* _Work to do_
Return every line of the listing below that contains the word "right", and treat uppercase and lowercase as different.

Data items
──────────

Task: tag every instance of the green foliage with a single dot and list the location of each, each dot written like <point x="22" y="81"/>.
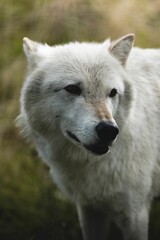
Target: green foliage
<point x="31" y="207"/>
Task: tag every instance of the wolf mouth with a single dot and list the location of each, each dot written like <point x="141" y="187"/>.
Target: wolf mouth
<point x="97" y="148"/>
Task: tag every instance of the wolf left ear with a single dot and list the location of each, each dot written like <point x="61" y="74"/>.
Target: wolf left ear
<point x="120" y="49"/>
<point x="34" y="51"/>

──────────

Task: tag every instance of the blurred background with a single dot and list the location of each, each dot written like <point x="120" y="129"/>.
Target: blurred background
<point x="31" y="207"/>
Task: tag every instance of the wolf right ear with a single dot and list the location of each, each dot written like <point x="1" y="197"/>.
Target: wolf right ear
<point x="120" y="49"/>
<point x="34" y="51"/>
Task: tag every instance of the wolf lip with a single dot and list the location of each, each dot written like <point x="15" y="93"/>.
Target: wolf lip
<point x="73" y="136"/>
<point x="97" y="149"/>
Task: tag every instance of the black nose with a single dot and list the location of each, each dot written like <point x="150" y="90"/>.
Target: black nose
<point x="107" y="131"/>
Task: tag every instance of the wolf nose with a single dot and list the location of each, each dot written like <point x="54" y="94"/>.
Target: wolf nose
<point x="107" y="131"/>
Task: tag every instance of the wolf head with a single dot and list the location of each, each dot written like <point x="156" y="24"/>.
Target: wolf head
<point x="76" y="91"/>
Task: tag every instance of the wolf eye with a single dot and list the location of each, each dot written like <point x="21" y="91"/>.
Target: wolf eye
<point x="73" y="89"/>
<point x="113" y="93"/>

──────────

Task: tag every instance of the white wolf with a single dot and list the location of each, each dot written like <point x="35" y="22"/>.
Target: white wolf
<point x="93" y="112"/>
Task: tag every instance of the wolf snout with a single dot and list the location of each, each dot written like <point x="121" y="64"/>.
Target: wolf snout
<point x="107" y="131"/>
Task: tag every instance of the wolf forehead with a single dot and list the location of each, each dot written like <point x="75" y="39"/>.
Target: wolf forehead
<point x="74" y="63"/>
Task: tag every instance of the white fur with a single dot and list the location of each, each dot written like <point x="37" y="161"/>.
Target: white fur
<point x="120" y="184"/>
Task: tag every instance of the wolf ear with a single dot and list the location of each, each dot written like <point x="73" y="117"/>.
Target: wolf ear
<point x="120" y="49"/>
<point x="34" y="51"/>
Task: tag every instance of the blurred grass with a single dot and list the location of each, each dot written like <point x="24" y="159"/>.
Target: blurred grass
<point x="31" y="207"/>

──────────

* _Expected answer_
Task: tag every instance of the wolf right ear with a single dot and list the location of each, each dot written like <point x="1" y="197"/>.
Target: wolf right ear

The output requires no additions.